_TRECHO FORNECIDO:_
▼▼▼

Foto: picture-alliance/dpa/Sebastião Moreira
Protestos e reprovação recorde
As manifestações de junho de 2013 apenas respingaram em Dilma. Em 2015, por outro lado, centenas de milhares de pessoas foram às ruas em todo Brasil para protestar especificamente contra o governo da presidente e os escândalos de corrupção. A gestão Dilma Rousseff, que chegou a ser aprovada por 73% dos brasileiros em pesquisa de 2011, viu essa taxa cair para 8% quatro anos mais tarde.
Foto: Getty Images/AFP/E. Sa
Orçamento com déficit
Em agosto de 2015, em guerra com o Congresso, o governo apresentou uma proposta de Orçamento para 2016 com previsão de déficit de 30,5 bilhões de reais, algo inédito. A decisão levou a agência de classificação de risco Standard & Poor's a retirar o grau de investimento do Brasil. Duas semanas depois, o governo anunciou o ajuste fiscal, aprovado pelo Congresso somente em dezembro.
Foto: picture-alliance/epa/F. Bizerra jr.
Pedaladas fiscais
No início de outubro, o Tribunal de Contas da União recomendou a rejeição das contas de 2014 do governo, devido às chamadas "pedaladas fiscais". A decisão é usada pela oposição para fundamentar um pedido de impeachment. Para reduzir despesas, Dilma anunciou o corte de oito ministérios, a extinção de 30 secretarias em todas as pastas e a redução em 10% do salário dos ministros e do seu próprio.
Foto: Reuters/U.Marcelino
Cunha: peça-chave do jogo político
Apesar de ser membro do PMDB, partido da base aliada, o presidente da Câmara, Eduardo Cunha, rompeu com o governo quando passou a ser investigado no escândalo da Petrobras. Em meio a denúncias de corrupção e ao aumento da pressão pela cassação de seu mandato, Cunha autorizou, em dezembro, o pedido de abertura de um processo de impeachment de Dilma. "Não me cabia outra decisão", afirmou ele.
Foto: reuters
Afastamento da presidência
Após cinco meses de debates acalorados e prolongadas sessões no Congresso – incluindo uma votação tumultuada na Câmara –, o processo de impeachment tem sua abertura aprovada pelo Senado em 12/05, marcando o ápice da mais grave crise política brasileira dos últimos tempos. Com isso, Dilma foi afastada da presidência por até 180 dias, enquanto enfrentaria julgamento por crime de responsabilidade.

▲▲▲

_ATIVIDADES:_
a) Resuma em duas frases o trecho sobre a crise do governo Dilma Rousseff.
b) Continue, por favor, o trecho sobre a crise do governo Dilma Rousseff a partir do ponto em que ele termina.
O material não tem papel algum nestas atividades.

_MATERIAL FORNECIDO:_
▼▼▼

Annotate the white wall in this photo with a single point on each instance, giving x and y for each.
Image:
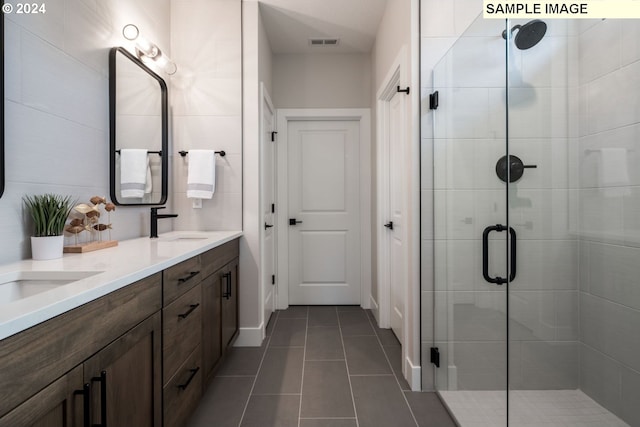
(56, 108)
(207, 107)
(398, 30)
(265, 57)
(251, 324)
(321, 80)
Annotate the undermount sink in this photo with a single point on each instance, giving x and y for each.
(183, 238)
(24, 284)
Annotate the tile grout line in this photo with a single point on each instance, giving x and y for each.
(404, 396)
(304, 355)
(346, 364)
(246, 405)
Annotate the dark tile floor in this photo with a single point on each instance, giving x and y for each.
(320, 366)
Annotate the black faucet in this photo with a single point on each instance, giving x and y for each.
(154, 220)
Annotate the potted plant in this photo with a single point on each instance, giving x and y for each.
(49, 213)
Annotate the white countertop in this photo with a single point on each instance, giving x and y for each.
(120, 266)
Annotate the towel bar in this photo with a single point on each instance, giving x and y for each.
(159, 153)
(184, 153)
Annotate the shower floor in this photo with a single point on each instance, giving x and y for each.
(535, 408)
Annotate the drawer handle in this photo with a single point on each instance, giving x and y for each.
(191, 308)
(102, 379)
(193, 374)
(189, 277)
(86, 403)
(227, 292)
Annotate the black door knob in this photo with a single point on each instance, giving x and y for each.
(516, 168)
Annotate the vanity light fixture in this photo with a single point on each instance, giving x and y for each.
(148, 51)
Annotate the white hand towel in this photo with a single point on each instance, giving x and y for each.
(134, 164)
(201, 179)
(148, 186)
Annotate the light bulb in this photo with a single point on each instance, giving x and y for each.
(130, 32)
(148, 51)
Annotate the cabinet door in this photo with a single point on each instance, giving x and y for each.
(126, 378)
(211, 332)
(229, 286)
(59, 405)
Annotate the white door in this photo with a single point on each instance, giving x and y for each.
(268, 190)
(396, 232)
(324, 211)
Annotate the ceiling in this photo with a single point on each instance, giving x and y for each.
(291, 23)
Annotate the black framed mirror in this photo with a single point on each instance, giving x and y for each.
(2, 111)
(138, 132)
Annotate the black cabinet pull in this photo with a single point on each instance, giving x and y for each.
(227, 292)
(192, 307)
(102, 379)
(86, 404)
(485, 255)
(193, 374)
(189, 277)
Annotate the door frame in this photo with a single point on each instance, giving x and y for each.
(265, 98)
(284, 116)
(397, 76)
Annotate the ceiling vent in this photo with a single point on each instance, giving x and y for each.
(324, 42)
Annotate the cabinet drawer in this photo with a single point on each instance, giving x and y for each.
(180, 278)
(33, 359)
(215, 258)
(181, 330)
(182, 393)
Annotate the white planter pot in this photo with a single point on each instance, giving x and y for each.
(49, 247)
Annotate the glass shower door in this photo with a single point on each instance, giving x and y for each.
(470, 226)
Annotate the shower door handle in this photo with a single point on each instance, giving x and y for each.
(485, 254)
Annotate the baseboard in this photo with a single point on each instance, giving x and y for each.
(414, 375)
(375, 309)
(250, 337)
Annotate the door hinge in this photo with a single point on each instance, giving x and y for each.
(435, 356)
(433, 101)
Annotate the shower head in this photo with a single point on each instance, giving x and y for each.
(529, 34)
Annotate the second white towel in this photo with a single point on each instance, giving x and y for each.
(134, 173)
(201, 178)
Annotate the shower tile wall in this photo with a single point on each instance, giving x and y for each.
(469, 138)
(609, 214)
(207, 107)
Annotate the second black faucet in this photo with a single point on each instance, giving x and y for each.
(154, 220)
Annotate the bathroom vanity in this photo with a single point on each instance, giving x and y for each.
(139, 344)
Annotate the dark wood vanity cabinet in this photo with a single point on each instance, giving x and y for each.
(137, 357)
(219, 304)
(59, 405)
(125, 379)
(53, 374)
(182, 331)
(229, 315)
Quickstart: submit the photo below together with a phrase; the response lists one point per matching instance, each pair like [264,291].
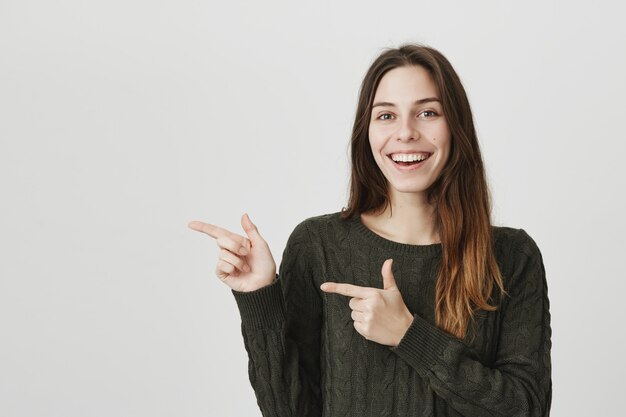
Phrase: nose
[408,131]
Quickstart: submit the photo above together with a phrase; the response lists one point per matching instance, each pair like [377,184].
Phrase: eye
[431,112]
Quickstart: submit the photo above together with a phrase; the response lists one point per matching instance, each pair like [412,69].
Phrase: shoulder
[514,242]
[320,227]
[518,256]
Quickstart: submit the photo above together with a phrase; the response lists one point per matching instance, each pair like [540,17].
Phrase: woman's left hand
[379,315]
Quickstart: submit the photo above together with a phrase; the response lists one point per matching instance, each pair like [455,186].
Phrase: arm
[519,381]
[281,329]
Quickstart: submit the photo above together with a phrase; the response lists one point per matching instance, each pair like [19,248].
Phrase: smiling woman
[445,315]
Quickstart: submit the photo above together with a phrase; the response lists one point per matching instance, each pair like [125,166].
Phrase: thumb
[389,282]
[250,228]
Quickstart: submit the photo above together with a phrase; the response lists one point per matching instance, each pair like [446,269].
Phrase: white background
[122,120]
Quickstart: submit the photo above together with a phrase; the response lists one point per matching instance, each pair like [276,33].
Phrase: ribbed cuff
[262,308]
[423,345]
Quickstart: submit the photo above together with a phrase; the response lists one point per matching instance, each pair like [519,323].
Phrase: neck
[409,219]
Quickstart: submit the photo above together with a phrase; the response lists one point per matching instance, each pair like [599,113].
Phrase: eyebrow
[420,101]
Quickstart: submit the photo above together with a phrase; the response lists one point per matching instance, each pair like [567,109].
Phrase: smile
[409,162]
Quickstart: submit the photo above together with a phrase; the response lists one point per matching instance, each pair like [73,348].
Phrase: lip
[408,153]
[409,167]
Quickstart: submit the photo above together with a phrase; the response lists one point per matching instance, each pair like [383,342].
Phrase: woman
[407,302]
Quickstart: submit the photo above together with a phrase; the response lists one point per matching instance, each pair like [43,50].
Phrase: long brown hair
[460,195]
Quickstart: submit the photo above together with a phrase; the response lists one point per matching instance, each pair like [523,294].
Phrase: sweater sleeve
[281,326]
[518,383]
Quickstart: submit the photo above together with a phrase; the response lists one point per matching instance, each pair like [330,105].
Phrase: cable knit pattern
[306,359]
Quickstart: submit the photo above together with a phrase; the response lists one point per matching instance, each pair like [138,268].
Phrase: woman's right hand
[244,264]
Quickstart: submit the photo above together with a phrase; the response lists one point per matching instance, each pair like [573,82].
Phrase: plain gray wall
[120,121]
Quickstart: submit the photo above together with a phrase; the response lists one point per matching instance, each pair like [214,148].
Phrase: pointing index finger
[209,229]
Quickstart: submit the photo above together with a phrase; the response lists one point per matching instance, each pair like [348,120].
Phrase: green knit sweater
[306,358]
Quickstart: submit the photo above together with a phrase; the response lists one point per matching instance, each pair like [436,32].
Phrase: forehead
[407,83]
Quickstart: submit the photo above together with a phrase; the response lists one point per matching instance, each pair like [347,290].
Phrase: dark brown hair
[460,195]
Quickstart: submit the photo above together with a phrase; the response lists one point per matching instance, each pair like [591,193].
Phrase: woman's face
[408,121]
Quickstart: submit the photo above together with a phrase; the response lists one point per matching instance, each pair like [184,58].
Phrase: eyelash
[425,111]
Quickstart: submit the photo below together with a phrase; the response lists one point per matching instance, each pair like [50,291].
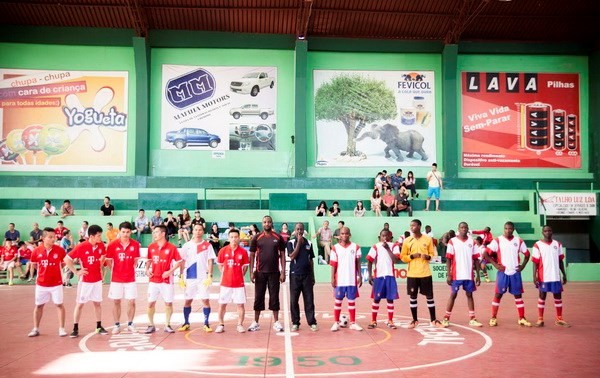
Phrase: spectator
[321,210]
[359,210]
[48,210]
[376,202]
[156,220]
[66,210]
[35,235]
[141,224]
[107,208]
[409,184]
[12,234]
[335,210]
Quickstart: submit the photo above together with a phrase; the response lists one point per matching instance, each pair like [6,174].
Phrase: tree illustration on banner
[355,101]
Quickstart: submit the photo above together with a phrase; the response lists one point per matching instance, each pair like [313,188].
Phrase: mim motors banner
[63,121]
[219,108]
[521,120]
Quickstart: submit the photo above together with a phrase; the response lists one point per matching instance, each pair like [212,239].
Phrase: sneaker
[150,329]
[168,329]
[277,326]
[475,323]
[101,331]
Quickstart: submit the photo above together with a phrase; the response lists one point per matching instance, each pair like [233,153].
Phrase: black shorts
[423,285]
[262,282]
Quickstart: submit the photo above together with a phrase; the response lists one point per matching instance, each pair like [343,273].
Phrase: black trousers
[302,284]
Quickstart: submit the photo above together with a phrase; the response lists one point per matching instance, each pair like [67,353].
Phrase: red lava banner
[520,120]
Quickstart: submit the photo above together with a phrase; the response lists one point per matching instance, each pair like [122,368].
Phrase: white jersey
[508,252]
[196,256]
[345,258]
[462,253]
[547,257]
[384,266]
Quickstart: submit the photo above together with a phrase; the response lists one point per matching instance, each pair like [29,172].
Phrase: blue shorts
[385,288]
[350,292]
[433,192]
[468,285]
[513,283]
[551,287]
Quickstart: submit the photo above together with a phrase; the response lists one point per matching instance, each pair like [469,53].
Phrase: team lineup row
[267,258]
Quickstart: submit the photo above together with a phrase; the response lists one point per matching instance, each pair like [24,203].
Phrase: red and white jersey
[462,253]
[49,265]
[123,257]
[233,262]
[162,260]
[508,252]
[547,257]
[384,266]
[345,259]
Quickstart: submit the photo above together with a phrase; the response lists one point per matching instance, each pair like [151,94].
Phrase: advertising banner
[374,118]
[520,120]
[63,120]
[219,108]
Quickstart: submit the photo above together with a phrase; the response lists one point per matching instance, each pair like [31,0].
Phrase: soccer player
[47,258]
[267,250]
[91,255]
[123,255]
[233,263]
[384,284]
[461,257]
[302,278]
[508,248]
[198,256]
[163,260]
[417,251]
[346,277]
[547,257]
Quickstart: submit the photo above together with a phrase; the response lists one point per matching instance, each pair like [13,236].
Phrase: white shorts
[236,295]
[89,291]
[43,294]
[194,287]
[120,290]
[166,291]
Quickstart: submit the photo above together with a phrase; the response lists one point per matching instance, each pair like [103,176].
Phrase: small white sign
[568,204]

▲▲▲

_RESPOSTAS ESPERADAS:_
a) Em 2015, centenas de milhares de pessoas protestaram contra o governo Dilma Rousseff e a corrupção, e a aprovação da gestão caiu para 8%; a proposta de Orçamento para 2016 com déficit levou à perda do grau de investimento do Brasil, e o Tribunal de Contas da União recomendou rejeitar as contas de 2014 por causa das "pedaladas fiscais". Depois que Eduardo Cunha autorizou em dezembro o pedido de abertura do impeachment, o Senado aprovou a abertura do processo em 12/05, e Dilma foi afastada da presidência por até 180 dias.

b)
Foto: Reuters/A. Machado
O impeachment
A etapa final do processo de impeachment – o julgamento no Senado – durou cinco dias, incluindo oitiva de testemunhas, a defesa pessoal de Dilma aos senadores e a votação final, que culminou no afastamento definitivo da petista da Presidência da República. Foram 61 votos favoráveis à cassação, ante 20 contrários. O Senado, porém, decidiu por manter o direito de Dilma de exercer cargos públicos.
Foto: Reuters/J. Marcelino
Discurso de despedida
"É o segundo golpe de estado que enfrento na vida. O primeiro, o golpe militar, apoiado na truculência das armas, da repressão e da tortura, me atingiu quando era uma jovem militante. O segundo, o golpe parlamentar desfechado hoje por meio de uma farsa jurídica, me derruba do cargo para o qual fui eleita pelo povo", disse Dilma, ao se despedir do cargo, em 31 de agosto de 2016.
Foto: Getty Images/AFP/E. Sa
Tentativa de se eleger ao Senado
Com os direitos políticos mantidos após o impeachment, Dilma concorreu ao Senado por Minas Gerais nas eleições de 2018. Ela recebeu 15,29% dos votos válidos, número insuficiente para se eleger, ficando em quarto lugar.
Foto: Reuters/W. Alves
Volta ao Congresso após o impeachment
Três anos após seu afastamento do cargo, voltou pela primeira vez ao Congresso em 4 de setembro de 2019, para o lançamento da Frente Parlamentar Mista em Defesa da Soberania Nacional, que tem entre as principais bandeiras a luta contra as privatizações de estatais.